Retype the whole listing below, character for character.

THE DATA:
####
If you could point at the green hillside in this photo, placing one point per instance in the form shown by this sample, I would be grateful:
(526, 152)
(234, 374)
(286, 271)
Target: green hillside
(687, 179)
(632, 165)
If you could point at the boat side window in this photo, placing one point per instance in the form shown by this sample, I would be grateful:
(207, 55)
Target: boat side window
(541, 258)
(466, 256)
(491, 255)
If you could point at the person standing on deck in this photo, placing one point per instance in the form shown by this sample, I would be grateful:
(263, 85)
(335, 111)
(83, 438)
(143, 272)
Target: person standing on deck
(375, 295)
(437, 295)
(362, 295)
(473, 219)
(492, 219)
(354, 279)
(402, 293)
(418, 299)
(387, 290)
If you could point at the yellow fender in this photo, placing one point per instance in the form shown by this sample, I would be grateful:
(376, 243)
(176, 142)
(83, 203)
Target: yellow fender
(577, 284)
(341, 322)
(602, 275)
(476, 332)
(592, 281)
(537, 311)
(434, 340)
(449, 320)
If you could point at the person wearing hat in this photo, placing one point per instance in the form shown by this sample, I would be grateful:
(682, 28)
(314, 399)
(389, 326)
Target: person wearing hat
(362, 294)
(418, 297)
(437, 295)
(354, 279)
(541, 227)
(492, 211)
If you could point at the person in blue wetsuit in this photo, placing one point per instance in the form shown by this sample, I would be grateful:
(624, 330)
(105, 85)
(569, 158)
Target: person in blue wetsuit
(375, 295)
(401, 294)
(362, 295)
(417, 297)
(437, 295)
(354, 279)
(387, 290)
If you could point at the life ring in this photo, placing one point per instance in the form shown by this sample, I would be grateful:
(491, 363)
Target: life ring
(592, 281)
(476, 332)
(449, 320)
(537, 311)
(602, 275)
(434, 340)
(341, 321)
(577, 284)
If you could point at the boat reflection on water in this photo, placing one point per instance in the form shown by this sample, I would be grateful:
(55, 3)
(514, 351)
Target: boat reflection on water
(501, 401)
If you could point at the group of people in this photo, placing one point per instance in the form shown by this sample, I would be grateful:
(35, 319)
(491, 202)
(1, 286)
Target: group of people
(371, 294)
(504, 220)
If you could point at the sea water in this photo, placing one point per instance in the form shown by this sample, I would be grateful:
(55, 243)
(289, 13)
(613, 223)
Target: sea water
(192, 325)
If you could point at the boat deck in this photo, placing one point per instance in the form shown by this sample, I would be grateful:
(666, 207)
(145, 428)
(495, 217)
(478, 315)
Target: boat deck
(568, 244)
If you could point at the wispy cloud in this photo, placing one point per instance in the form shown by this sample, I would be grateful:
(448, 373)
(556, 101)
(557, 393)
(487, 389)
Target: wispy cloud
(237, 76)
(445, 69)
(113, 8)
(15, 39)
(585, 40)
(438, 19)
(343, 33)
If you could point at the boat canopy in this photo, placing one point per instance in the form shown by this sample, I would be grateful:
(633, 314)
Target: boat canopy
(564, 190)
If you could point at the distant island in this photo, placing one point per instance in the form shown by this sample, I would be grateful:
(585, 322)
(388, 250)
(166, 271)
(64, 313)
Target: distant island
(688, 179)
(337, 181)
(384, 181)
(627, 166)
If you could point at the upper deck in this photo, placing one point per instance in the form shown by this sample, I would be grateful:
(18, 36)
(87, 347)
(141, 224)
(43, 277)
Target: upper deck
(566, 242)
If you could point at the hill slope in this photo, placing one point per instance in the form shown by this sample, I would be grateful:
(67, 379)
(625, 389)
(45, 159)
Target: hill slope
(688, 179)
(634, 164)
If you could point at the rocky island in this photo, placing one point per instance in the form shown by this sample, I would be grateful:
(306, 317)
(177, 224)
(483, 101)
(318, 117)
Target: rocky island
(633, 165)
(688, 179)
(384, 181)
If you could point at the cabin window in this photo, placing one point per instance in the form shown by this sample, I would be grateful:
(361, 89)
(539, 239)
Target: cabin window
####
RESULT:
If you could point at the green hillside in this photo, placing one point per instance in the form shown by this sample, I would be grateful:
(526, 152)
(234, 374)
(286, 271)
Target: green hillside
(687, 179)
(632, 165)
If you could point at the boat side window in this photo, placing one point per instance in the form shown by this sample, I would be grateful:
(207, 55)
Target: boat side window
(541, 258)
(466, 256)
(491, 255)
If you could point at the person standing on deck in this photo, placing one point per instance in the form shown by this sample, I would be grateful:
(263, 85)
(335, 111)
(83, 438)
(143, 272)
Target: person standing on deck
(375, 295)
(437, 295)
(362, 295)
(473, 219)
(492, 219)
(354, 279)
(402, 293)
(418, 299)
(387, 290)
If you could point at the yellow fender in this photo, placing one point per instance in the form shown by this sample, I would be grateful:
(376, 243)
(176, 142)
(83, 203)
Target: yellow fender
(577, 284)
(341, 322)
(602, 275)
(476, 332)
(592, 281)
(537, 311)
(434, 340)
(449, 320)
If you could point at the person wearing hat in this photo, placing one point per instance in the form shown by this sample, I would be grateful:
(682, 28)
(314, 399)
(389, 326)
Target: person wearing hat
(362, 294)
(418, 297)
(437, 295)
(354, 279)
(541, 227)
(492, 211)
If you could point at the person in blue wetsuit in this photo, placing one point per instance in the form shown by this sample, I would be grateful:
(624, 330)
(105, 85)
(569, 158)
Target: person in blue wetsuit
(375, 295)
(401, 294)
(362, 295)
(417, 297)
(437, 295)
(354, 279)
(387, 290)
If you could point at the life ring in this photo, placing one point per instance in the form shown by this sample, I would be grateful:
(491, 363)
Target: life ring
(592, 281)
(476, 332)
(449, 320)
(537, 311)
(602, 275)
(434, 340)
(341, 321)
(577, 284)
If you could point at the boat reflection on water in this photo, placing one point per instance in the form shown by this sample, I would be grateful:
(55, 3)
(514, 351)
Target: boat reflection on water
(501, 401)
If you could point at the group of people in this photo, placing one point per instance in the form shown by this sample, I would be grateful:
(35, 319)
(491, 202)
(1, 286)
Target: group of people
(371, 294)
(504, 220)
If you could point at the sea water in this photo, placing one point per instance in the form shown by this sample, I would be grateful:
(55, 243)
(289, 13)
(613, 223)
Target: sea water
(192, 325)
If you could point at the boat deck in this photo, placing one point per instance in the form shown by this sample, I would be grateful:
(666, 207)
(145, 428)
(495, 217)
(478, 315)
Target: boat deck
(568, 244)
If you could point at the wispy cloud in this photo, placing one point per instance in the form shown by this sample, I would be grateful:
(448, 373)
(556, 101)
(557, 393)
(487, 389)
Target: wispy cloud
(237, 76)
(445, 69)
(113, 8)
(15, 39)
(585, 40)
(438, 19)
(343, 33)
If you could point at the boat canopy in this photo, placing one point per instance in the form shown by this sample, I would be grateful:
(633, 314)
Target: boat canopy
(564, 190)
If you could point at the distant island in this photo, placing one point per instance in the form shown by this sample, I would be grateful:
(585, 322)
(388, 250)
(166, 271)
(64, 313)
Target: distant island
(688, 179)
(337, 181)
(384, 181)
(627, 166)
If you could point at the upper deck in this photo, placing one point per instance in the form shown by this sample, I would be grateful:
(18, 36)
(87, 347)
(141, 224)
(43, 277)
Target: upper deck
(566, 242)
If you could point at the hill slope in this photo, placing one point per instance in the form shown by this sample, I would be grateful:
(67, 379)
(625, 389)
(45, 159)
Target: hill slope
(688, 179)
(634, 164)
If you could point at the rocky island in this photo, placing one point per instance in the form shown by this sample, I would be grateful:
(306, 317)
(177, 224)
(483, 101)
(318, 117)
Target: rocky island
(633, 165)
(688, 179)
(384, 181)
If you could point at the cabin window in this photo, placing one point per instance in the form shown by this sample, I would be grateful:
(361, 89)
(539, 239)
Target: cabin window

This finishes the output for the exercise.